Your goal: Leave the pictures out and print every record below exactly as it stands.

Data for the task:
■ ■ ■ ■
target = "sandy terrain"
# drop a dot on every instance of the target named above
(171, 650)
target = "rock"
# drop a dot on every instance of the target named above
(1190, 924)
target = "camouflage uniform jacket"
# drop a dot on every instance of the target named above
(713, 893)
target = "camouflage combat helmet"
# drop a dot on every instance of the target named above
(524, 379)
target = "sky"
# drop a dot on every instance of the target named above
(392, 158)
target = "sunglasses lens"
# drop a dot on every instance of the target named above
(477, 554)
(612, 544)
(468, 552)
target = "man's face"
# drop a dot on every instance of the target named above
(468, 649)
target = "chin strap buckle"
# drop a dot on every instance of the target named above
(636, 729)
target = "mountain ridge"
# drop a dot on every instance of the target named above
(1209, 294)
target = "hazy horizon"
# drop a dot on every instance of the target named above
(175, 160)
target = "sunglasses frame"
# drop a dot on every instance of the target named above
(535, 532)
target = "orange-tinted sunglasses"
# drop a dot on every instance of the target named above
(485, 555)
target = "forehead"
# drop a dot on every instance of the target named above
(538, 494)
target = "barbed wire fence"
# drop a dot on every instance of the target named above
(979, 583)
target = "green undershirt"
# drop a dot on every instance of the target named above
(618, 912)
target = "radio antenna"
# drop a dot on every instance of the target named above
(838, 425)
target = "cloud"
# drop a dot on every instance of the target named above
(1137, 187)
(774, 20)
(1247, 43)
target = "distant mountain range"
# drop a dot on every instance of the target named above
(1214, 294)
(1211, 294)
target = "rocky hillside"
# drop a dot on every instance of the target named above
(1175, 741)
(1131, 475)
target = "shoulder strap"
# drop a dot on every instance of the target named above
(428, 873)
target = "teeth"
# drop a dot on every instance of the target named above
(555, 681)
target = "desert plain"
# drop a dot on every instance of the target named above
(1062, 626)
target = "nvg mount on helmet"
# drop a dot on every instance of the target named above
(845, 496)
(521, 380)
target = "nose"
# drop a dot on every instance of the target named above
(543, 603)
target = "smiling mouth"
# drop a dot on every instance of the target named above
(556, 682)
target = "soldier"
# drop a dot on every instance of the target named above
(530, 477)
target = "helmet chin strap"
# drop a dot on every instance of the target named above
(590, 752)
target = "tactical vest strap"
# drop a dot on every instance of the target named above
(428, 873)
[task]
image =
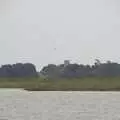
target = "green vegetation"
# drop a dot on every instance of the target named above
(81, 84)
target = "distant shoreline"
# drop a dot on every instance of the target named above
(81, 84)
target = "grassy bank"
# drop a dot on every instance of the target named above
(83, 84)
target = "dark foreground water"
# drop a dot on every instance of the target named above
(23, 105)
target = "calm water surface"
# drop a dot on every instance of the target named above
(23, 105)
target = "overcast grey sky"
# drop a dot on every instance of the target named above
(49, 31)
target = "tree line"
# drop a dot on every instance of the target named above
(107, 69)
(98, 69)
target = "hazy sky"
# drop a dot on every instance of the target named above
(49, 31)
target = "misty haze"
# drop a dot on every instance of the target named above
(53, 50)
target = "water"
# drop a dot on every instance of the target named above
(23, 105)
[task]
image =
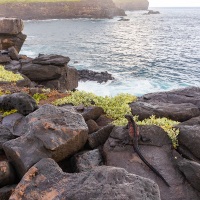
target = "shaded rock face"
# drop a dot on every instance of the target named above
(51, 71)
(60, 10)
(85, 161)
(158, 153)
(5, 192)
(132, 4)
(5, 135)
(99, 183)
(50, 132)
(100, 77)
(11, 33)
(7, 175)
(191, 170)
(189, 138)
(22, 102)
(179, 105)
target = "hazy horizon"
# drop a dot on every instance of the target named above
(174, 3)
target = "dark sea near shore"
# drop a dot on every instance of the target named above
(149, 53)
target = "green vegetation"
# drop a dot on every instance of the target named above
(35, 1)
(166, 124)
(6, 113)
(4, 92)
(39, 96)
(114, 107)
(8, 76)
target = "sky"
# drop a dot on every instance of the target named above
(174, 3)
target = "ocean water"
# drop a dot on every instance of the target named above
(149, 53)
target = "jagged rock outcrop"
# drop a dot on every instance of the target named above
(59, 10)
(179, 105)
(22, 102)
(158, 153)
(45, 180)
(51, 71)
(50, 132)
(132, 4)
(11, 32)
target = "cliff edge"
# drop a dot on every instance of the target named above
(61, 10)
(132, 4)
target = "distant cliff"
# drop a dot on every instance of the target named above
(61, 10)
(132, 4)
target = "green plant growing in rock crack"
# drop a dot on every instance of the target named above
(116, 107)
(8, 76)
(166, 124)
(39, 96)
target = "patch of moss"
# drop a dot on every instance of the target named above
(9, 112)
(8, 76)
(4, 92)
(39, 96)
(114, 107)
(166, 124)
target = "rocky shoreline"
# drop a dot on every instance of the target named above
(75, 152)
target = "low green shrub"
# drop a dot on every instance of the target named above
(8, 76)
(39, 96)
(114, 107)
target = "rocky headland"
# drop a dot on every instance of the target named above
(61, 9)
(132, 5)
(68, 151)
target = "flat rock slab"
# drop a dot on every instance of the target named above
(159, 157)
(22, 102)
(191, 170)
(15, 123)
(179, 105)
(85, 161)
(178, 112)
(51, 132)
(189, 137)
(11, 26)
(45, 180)
(185, 95)
(51, 59)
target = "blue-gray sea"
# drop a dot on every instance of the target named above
(149, 53)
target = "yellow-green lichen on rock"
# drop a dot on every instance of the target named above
(114, 107)
(166, 124)
(8, 76)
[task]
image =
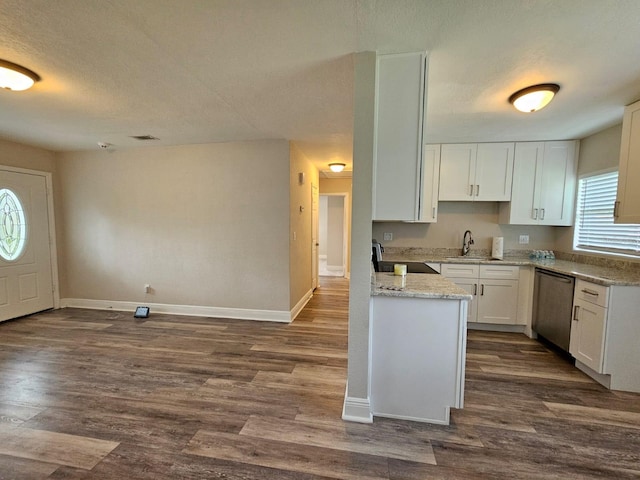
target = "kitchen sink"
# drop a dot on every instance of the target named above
(468, 258)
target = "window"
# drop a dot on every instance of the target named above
(13, 228)
(595, 229)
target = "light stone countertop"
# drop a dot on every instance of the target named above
(417, 285)
(599, 274)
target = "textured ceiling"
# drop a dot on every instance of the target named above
(201, 71)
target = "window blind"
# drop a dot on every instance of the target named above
(595, 229)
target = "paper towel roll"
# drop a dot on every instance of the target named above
(497, 248)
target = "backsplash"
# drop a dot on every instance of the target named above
(599, 261)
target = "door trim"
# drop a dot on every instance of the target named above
(48, 177)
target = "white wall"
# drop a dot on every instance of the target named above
(335, 226)
(205, 225)
(357, 396)
(323, 228)
(300, 217)
(341, 186)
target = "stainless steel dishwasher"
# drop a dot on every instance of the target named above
(552, 307)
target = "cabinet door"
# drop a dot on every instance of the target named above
■ ■ ■ ■
Expected answer:
target = "sandy terrain"
# drop a dot on every instance of the target named above
(171, 650)
target = "rock"
# drop a dot on every instance of the target named above
(1190, 924)
target = "camouflage uniform jacket"
# drop a dot on every instance of the target named above
(713, 893)
target = "camouflage combat helmet"
# drop a dot on every instance of the target named above
(524, 379)
target = "sky"
# drop a dot on every instance of the target named above
(392, 158)
target = "sunglasses lens"
# drop a dot on every instance of the target named above
(477, 554)
(612, 544)
(468, 552)
target = "man's face"
# drop a dot on every instance of the target named above
(468, 649)
target = "chin strap buckle"
# drop a dot on every instance of the target named above
(636, 729)
target = "mountain ridge"
# drop a dot on every instance of the target named above
(1209, 294)
target = "hazy horizon"
# drop a dot on every instance of the target named above
(175, 160)
target = "sunglasses frame"
# drop a dot on every instance of the target named above
(535, 532)
target = "orange-tinted sunglasses"
# drop a dot on every instance of the target named above
(485, 555)
target = "forehead"
# drop a dot on every instance of the target named above
(538, 494)
target = "barbed wire fence"
# drop a dot on every instance of the target named above
(979, 583)
target = "green undershirt"
# drop a dot on every instance of the target named above
(618, 912)
target = "radio antenna"
# drop a dot on every instance of the target named above
(838, 425)
target = "cloud"
# drop a dot on every instance of the target named above
(1137, 187)
(774, 20)
(1247, 43)
target = "distant mountain range"
# drop a dot on every instance of the target named above
(1214, 294)
(1211, 294)
target = "rocky hillside"
# drop a dot on every instance of the target named above
(1175, 741)
(1131, 475)
target = "shoulder strap"
# drop a dot on every instance of the target named above
(428, 873)
target = "teeth"
# drop a dot on every instance of the target named above
(555, 681)
target = "desert plain"
# drop a dot on every instance of the target named above
(1062, 626)
target = "nvg mount on helmet"
# drop a dot on every instance of the target named above
(845, 496)
(521, 380)
target = "nose"
# drop a dot on every instance of the target named above
(543, 603)
target = "smiling mouth"
# drop a dot on every instance of the target named above
(556, 682)
target = "soldier"
# drop a dot on every instance of the target named above
(530, 477)
target = "helmet chin strap"
# drop a dot on every instance of the target named above
(590, 752)
target = "tactical vest strap"
# drop a dot on every instance of the target named above
(428, 873)
[task]
image =
target = "green vegetation"
# drop a dot on every instance of the target named above
(81, 84)
target = "distant shoreline"
# drop a dot on every instance of the target named above
(81, 84)
target = "grassy bank"
# drop a dot on every instance of the target named above
(83, 84)
target = "dark foreground water"
# drop a dot on every instance of the target named above
(23, 105)
target = "calm water surface"
# drop a dot on every instance of the target named above
(23, 105)
target = "overcast grey sky"
# drop a dot on every instance of the target named above
(49, 31)
target = "tree line"
# drop a dot on every instance of the target named above
(107, 69)
(98, 69)
target = "hazy sky"
# drop a dot on every instance of the target named above
(49, 31)
target = "misty haze"
# drop a dot on every instance of the target named above
(53, 50)
target = "water"
# drop a dot on every instance of the target named above
(23, 105)
[task]
image =
target = "shaded rock face"
# drop a dot on every instance of the target named above
(51, 71)
(60, 10)
(85, 161)
(158, 153)
(5, 192)
(132, 4)
(5, 135)
(99, 183)
(50, 132)
(100, 77)
(11, 33)
(7, 175)
(191, 170)
(189, 138)
(22, 102)
(179, 105)
target = "hazy horizon"
# drop a dot on every instance of the target named above
(174, 3)
target = "dark sea near shore"
# drop a dot on every instance of the target named above
(149, 53)
target = "green vegetation"
# drop a dot on every instance of the target named above
(35, 1)
(166, 124)
(6, 113)
(4, 92)
(39, 96)
(114, 107)
(8, 76)
target = "sky"
# drop a dot on every instance of the target named above
(174, 3)
target = "ocean water"
# drop a dot on every instance of the target named above
(149, 53)
target = "jagged rock outcrop"
# drop a dot on every instance of the target named above
(59, 10)
(179, 105)
(22, 102)
(158, 153)
(45, 180)
(51, 71)
(50, 132)
(132, 4)
(11, 32)
target = "cliff edge"
# drop a dot on every instance of the target named above
(61, 10)
(132, 4)
target = "distant cliff"
# drop a dot on every instance of the target named above
(61, 10)
(132, 4)
target = "green plant growing in rock crack"
# drop a dot on every instance of the target named above
(116, 107)
(8, 76)
(166, 124)
(39, 96)
target = "patch of moss"
# drop a dot on every instance of the target named above
(9, 112)
(8, 76)
(4, 92)
(39, 96)
(114, 107)
(166, 124)
target = "rocky shoreline"
# drop a dot on every instance of the target named above
(75, 152)
target = "low green shrub"
# drop a dot on every instance of the target named above
(8, 76)
(39, 96)
(114, 107)
target = "rocky headland"
# drop a dot on every instance of the target named above
(61, 9)
(132, 5)
(68, 151)
target = "flat rock slab"
# drop a dot on every instance of the target named above
(159, 157)
(22, 102)
(191, 170)
(15, 123)
(179, 105)
(85, 161)
(178, 112)
(51, 132)
(189, 137)
(11, 26)
(45, 180)
(185, 95)
(51, 59)
target = "blue-gray sea"
# drop a dot on every instance of the target named above
(149, 53)
target = "yellow-green lichen on rock"
# drop a dot on every instance of the target named above
(114, 107)
(166, 124)
(8, 76)
[task]
image =
target = "kitchen sink"
# drop a dot on every instance of the target named above
(468, 258)
target = "window"
# drop a dot on every instance of the target named above
(13, 228)
(595, 229)
target = "light stone countertop"
# drop a dot on every instance of the target named above
(417, 285)
(599, 274)
target = "textured ceiling"
# drop a dot on every instance of the target named above
(201, 71)
target = "window blind"
# drop a dot on every instance of the target named above
(595, 229)
target = "paper towel roll"
# drop a dot on every instance of the target named above
(497, 248)
target = "backsplash"
# drop a dot on every instance of the target named above
(599, 261)
target = "door trim"
# drop a dot on every instance of the target named above
(48, 177)
target = "white wall"
# drop a dot on every instance of the target named above
(335, 226)
(205, 225)
(357, 396)
(323, 228)
(300, 217)
(341, 186)
target = "stainless steel dishwasher"
# drop a dot on every instance of the target named above
(552, 307)
target = "cabinet door"
# drop a dot on every instance of the target named above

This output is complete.